# PROBLEM
Return all of the entries exactly, with nothing added or left out.

####

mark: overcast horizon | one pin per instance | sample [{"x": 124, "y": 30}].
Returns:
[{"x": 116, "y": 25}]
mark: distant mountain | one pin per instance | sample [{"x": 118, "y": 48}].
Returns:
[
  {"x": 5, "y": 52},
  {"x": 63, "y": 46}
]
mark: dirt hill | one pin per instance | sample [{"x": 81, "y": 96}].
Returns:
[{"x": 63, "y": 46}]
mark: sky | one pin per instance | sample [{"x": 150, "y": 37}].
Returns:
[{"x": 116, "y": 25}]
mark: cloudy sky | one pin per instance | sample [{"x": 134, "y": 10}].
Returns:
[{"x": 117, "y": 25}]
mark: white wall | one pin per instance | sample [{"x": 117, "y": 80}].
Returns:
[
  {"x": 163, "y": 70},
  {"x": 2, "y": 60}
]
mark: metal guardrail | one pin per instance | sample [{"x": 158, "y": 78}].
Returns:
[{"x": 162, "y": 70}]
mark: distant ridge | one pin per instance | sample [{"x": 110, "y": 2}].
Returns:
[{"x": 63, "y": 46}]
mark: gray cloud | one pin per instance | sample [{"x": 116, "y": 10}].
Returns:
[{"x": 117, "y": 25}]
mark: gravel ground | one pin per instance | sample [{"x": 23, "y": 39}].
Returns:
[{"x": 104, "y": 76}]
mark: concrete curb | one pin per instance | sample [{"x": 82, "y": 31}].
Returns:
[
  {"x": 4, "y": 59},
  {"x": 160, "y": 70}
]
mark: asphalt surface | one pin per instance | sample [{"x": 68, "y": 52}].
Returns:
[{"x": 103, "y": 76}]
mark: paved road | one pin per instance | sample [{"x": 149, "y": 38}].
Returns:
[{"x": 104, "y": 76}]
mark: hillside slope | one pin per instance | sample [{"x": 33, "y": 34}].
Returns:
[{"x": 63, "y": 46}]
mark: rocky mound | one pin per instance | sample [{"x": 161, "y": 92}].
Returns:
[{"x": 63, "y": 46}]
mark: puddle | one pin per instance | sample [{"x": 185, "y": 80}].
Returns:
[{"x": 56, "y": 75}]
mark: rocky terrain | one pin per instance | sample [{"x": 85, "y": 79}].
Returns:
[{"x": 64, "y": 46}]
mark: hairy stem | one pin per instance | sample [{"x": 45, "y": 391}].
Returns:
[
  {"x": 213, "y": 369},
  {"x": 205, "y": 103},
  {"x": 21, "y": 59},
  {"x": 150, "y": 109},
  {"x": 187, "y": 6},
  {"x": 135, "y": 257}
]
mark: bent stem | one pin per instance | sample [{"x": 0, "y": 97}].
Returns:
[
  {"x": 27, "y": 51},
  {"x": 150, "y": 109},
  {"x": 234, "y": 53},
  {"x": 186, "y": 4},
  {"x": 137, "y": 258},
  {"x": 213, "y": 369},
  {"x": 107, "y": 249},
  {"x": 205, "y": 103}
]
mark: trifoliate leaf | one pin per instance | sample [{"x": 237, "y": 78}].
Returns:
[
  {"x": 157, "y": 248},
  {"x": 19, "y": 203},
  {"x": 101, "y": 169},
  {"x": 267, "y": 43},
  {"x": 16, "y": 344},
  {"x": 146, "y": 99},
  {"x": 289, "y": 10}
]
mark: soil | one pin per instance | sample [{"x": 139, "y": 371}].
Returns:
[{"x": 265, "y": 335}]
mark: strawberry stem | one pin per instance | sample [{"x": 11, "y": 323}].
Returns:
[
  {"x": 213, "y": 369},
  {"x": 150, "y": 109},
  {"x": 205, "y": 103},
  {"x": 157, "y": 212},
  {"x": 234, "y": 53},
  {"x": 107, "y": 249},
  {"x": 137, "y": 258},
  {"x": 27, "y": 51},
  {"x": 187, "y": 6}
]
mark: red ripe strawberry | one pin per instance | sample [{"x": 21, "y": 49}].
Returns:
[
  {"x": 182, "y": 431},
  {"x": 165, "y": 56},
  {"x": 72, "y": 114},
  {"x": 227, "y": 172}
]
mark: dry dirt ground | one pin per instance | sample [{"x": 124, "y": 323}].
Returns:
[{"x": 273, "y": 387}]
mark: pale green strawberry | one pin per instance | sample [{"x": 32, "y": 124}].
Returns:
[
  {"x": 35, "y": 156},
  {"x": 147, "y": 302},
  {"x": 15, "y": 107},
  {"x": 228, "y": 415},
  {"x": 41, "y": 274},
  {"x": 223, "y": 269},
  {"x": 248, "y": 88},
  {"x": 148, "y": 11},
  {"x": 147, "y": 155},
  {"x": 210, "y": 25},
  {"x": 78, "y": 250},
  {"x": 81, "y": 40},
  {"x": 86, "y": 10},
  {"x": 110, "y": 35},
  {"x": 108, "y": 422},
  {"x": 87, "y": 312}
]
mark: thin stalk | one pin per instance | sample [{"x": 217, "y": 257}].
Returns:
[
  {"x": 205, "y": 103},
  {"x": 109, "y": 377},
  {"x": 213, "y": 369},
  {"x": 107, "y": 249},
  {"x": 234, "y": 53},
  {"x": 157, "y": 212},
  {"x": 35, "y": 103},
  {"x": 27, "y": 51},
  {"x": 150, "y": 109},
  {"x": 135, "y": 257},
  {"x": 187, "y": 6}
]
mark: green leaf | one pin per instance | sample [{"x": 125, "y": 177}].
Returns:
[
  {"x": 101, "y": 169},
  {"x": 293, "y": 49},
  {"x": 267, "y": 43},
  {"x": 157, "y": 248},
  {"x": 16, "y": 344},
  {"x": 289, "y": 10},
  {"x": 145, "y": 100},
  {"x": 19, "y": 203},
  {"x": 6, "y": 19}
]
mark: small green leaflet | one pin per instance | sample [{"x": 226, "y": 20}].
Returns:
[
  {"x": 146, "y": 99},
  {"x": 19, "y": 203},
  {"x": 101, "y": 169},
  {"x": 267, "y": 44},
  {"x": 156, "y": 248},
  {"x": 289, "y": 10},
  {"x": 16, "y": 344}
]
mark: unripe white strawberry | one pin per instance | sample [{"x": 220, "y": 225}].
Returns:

####

# WORKED ANSWER
mark: overcast horizon | one pin per instance | sample [{"x": 124, "y": 30}].
Returns:
[{"x": 116, "y": 25}]
mark: distant mountain | one pin per instance | sample [{"x": 118, "y": 48}].
Returns:
[
  {"x": 5, "y": 52},
  {"x": 63, "y": 46}
]
mark: dirt hill | one pin per instance | sample [{"x": 81, "y": 96}].
Returns:
[{"x": 63, "y": 46}]
mark: sky | one pin per instance | sample [{"x": 150, "y": 37}].
Returns:
[{"x": 116, "y": 25}]
mark: cloudy sky | one pin per instance | sample [{"x": 134, "y": 10}].
Returns:
[{"x": 117, "y": 25}]
mark: white wall | one pin per instance | sample [{"x": 117, "y": 80}].
Returns:
[
  {"x": 163, "y": 70},
  {"x": 2, "y": 60}
]
mark: metal guardrail | one pin per instance | sample [{"x": 158, "y": 78}].
Returns:
[{"x": 162, "y": 70}]
mark: distant ridge | one pin per instance | sample [{"x": 110, "y": 2}].
Returns:
[{"x": 63, "y": 46}]
mark: gray cloud | one pin per instance | sample [{"x": 116, "y": 10}].
Returns:
[{"x": 117, "y": 25}]
mark: gravel ground | one pin per instance | sample [{"x": 23, "y": 39}].
Returns:
[{"x": 104, "y": 76}]
mark: concrete curb | one pin per instance | sample [{"x": 82, "y": 31}].
Returns:
[
  {"x": 4, "y": 59},
  {"x": 160, "y": 70}
]
mark: asphalt surface | one pin per instance | sample [{"x": 68, "y": 52}].
Returns:
[{"x": 103, "y": 76}]
mark: paved road | one pin per instance | sample [{"x": 149, "y": 38}].
Returns:
[{"x": 104, "y": 76}]
mark: hillside slope | one pin per instance | sample [{"x": 33, "y": 34}].
Returns:
[{"x": 63, "y": 46}]
mark: rocky mound | one pin per instance | sample [{"x": 161, "y": 92}].
Returns:
[{"x": 63, "y": 46}]
mark: puddle | one pin per instance | sample [{"x": 185, "y": 80}].
Returns:
[{"x": 56, "y": 75}]
mark: rocky terrain | one pin per instance | sample [{"x": 85, "y": 79}].
Returns:
[{"x": 64, "y": 46}]
mark: hairy stem | one pin per instance | sample [{"x": 45, "y": 391}].
Returns:
[
  {"x": 213, "y": 369},
  {"x": 205, "y": 103},
  {"x": 21, "y": 59},
  {"x": 150, "y": 109},
  {"x": 187, "y": 6},
  {"x": 135, "y": 257}
]
mark: bent stem | one pin per instance | sample [{"x": 0, "y": 97}].
Returns:
[
  {"x": 27, "y": 51},
  {"x": 150, "y": 109},
  {"x": 234, "y": 53},
  {"x": 186, "y": 4},
  {"x": 137, "y": 258},
  {"x": 213, "y": 369},
  {"x": 107, "y": 249},
  {"x": 205, "y": 103}
]
mark: trifoliate leaf | one pin per instance | sample [{"x": 237, "y": 78}].
Returns:
[
  {"x": 157, "y": 248},
  {"x": 19, "y": 203},
  {"x": 101, "y": 169},
  {"x": 267, "y": 43},
  {"x": 16, "y": 344},
  {"x": 146, "y": 99},
  {"x": 289, "y": 10}
]
mark: soil | one pin per instance | sample [{"x": 139, "y": 371}].
Returns:
[{"x": 265, "y": 335}]
mark: strawberry stem | one pin per instance | sample [{"x": 11, "y": 323}].
Returns:
[
  {"x": 213, "y": 369},
  {"x": 150, "y": 109},
  {"x": 205, "y": 103},
  {"x": 157, "y": 212},
  {"x": 234, "y": 53},
  {"x": 107, "y": 249},
  {"x": 137, "y": 258},
  {"x": 27, "y": 51},
  {"x": 187, "y": 6}
]
mark: red ripe strawberry | one pin per instance | sample [{"x": 21, "y": 49}].
Returns:
[
  {"x": 182, "y": 431},
  {"x": 165, "y": 56},
  {"x": 72, "y": 114},
  {"x": 227, "y": 172}
]
mark: dry dirt ground | one pin per instance | sample [{"x": 124, "y": 323}].
Returns:
[{"x": 273, "y": 387}]
mark: pale green strawberry | one pin per instance | sample [{"x": 32, "y": 124}].
Returns:
[
  {"x": 35, "y": 156},
  {"x": 147, "y": 302},
  {"x": 15, "y": 107},
  {"x": 228, "y": 415},
  {"x": 41, "y": 274},
  {"x": 223, "y": 269},
  {"x": 248, "y": 88},
  {"x": 148, "y": 11},
  {"x": 147, "y": 155},
  {"x": 210, "y": 25},
  {"x": 78, "y": 250},
  {"x": 81, "y": 40},
  {"x": 86, "y": 10},
  {"x": 110, "y": 35},
  {"x": 108, "y": 422},
  {"x": 87, "y": 312}
]
mark: thin stalk | one pin per instance | sample [{"x": 217, "y": 257}].
Returns:
[
  {"x": 205, "y": 103},
  {"x": 109, "y": 377},
  {"x": 213, "y": 369},
  {"x": 107, "y": 249},
  {"x": 234, "y": 53},
  {"x": 157, "y": 212},
  {"x": 35, "y": 103},
  {"x": 27, "y": 51},
  {"x": 150, "y": 109},
  {"x": 135, "y": 257},
  {"x": 187, "y": 6}
]
mark: green leaf | one pin per instance | sample [{"x": 125, "y": 177}].
Returns:
[
  {"x": 101, "y": 169},
  {"x": 293, "y": 49},
  {"x": 267, "y": 43},
  {"x": 157, "y": 248},
  {"x": 16, "y": 344},
  {"x": 289, "y": 10},
  {"x": 145, "y": 100},
  {"x": 19, "y": 203},
  {"x": 6, "y": 19}
]
mark: small green leaflet | one pin per instance | sample [{"x": 226, "y": 20}].
Returns:
[
  {"x": 146, "y": 99},
  {"x": 19, "y": 203},
  {"x": 101, "y": 169},
  {"x": 267, "y": 44},
  {"x": 156, "y": 248},
  {"x": 289, "y": 10},
  {"x": 16, "y": 344}
]
mark: unripe white strawberry | one pin per instance | sample [{"x": 220, "y": 225}].
Returns:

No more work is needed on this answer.